*** Document excerpt ***

Foldable AMOLED Display Development:
Progress and Challenges
Foldable AMOLED displays may represent the first significant application for flexible displays. In order to realize this technology, manufacturers must overcome challenges such as high stress and fatigue in the foldable area. The authors, from Taiwan’s Industrial Technology Research Institute (ITRI), propose several approaches to overcoming these challenges and describe demonstrated AMOLED modules having a 5-mm folding radius.
by Jing-Yi Yan, Jia-Chong Ho, and Janglin Chen
THE introduction of cathode-ray tubes (CRTs) changed forever how information is displayed by enabling dynamic rather than static content. This was the first wave of the display revolution. Thin-film-transistor liquid-crystal displays (TFT-LCDs) marked the beginning of the second wave of the display revolution, which enabled the popularity of personal computers (PCs) and, later, mobile phones. Although the TFT-LCD was a great achievement, for portable devices, the current LCD on glass substrate falls short in some important respects. Devices that can fit into a pocket or purse have displays that are too small for many applications. Larger tablet screens increase the weight and fragility of devices that are not as conveniently portable. Consumer-product makers have tried to solve these issues by increasing the display size of the phone or reducing the weight of the tablet. Neither of these approaches is perfect: today, many consumers own or carry both a tablet and a phone, and a challenge exists with regard to seamless information synchronization between devices.

***

| List of tasks |
#1 Render the following sentence from the foldable AMOLED display article into French: "Foldable AMOLED displays may represent the first significant application for flexible displays."
#2 Extend the foldable AMOLED display article with several sentences that pick up directly after its final sentence.

*** Recorded data ***

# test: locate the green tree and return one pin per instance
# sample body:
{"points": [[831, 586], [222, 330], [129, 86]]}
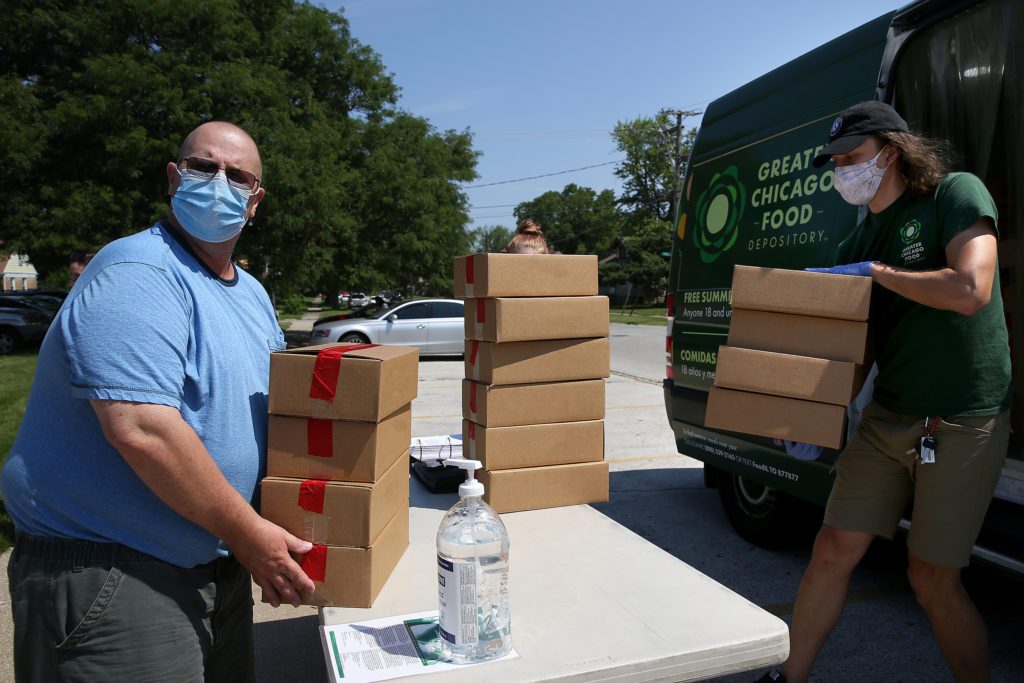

***

| In response |
#1 Les écrans AMOLED pliables pourraient constituer la première application majeure des écrans flexibles.

#2
Flexible Form Factors
Due to the above-mentioned limitations of current mobile devices, there is a need for change in the basic form factor of displays, from rigid to flexible (foldable or even rollable), from heavy to light weight, and from break prone to shatter proof. The concept of flexible displays (the third wave; see Fig. 1) was proposed years ago, and there were actually plastic LCD products, however short-lived, in the marketplace.
Fig. 1: Display revolutions of the past, present, and future are represented as three technology waves, from CRTs at left to flexible displays at right.
In 1998, for example, Sharp announced a product with a twisted-nematic liquid-crystal display (TN-LCD) based on a plastic rather than a glass substrate. The intent of the design was to produce lighter, harder-to-break panels. A number of technical issues are thought to have obstructed that realization. Among these were difficulty in cell-gap control, poor image quality of the LCD on a plastic substrate, and inferior thermo-mechanical properties of plastic relative to glass.
More recently, the two major hurdles for flexible displays have been the lack of a suitable flexible substrate material and the challenge of manufacturing flexible displays with existing TFT processes and equipment. At the Industrial Technology Research Institute (ITRI) in Taiwan, we began addressing the above two issues approximately 10 years ago. The result, our Flexible Universal Plane (FlexUP)a technology, proposed and developed in ITRI’s Display Technology Center (DTC), won the R&D 100 Award and the Wall Street Journal’s Innovation Gold Award in 2010.1 This technology and similar methods are now widely reported in industry literature and research centers alike.2,3
In order to lead off this new or third-wave display revolution, a start-up company, FlexUP Technologies Corp., was spun off from DTC in 2014 to provide the flexible-substrate solution for the display and/or non-display industries such as touch sensors, solar panels, OLED lighting, and digital radiography.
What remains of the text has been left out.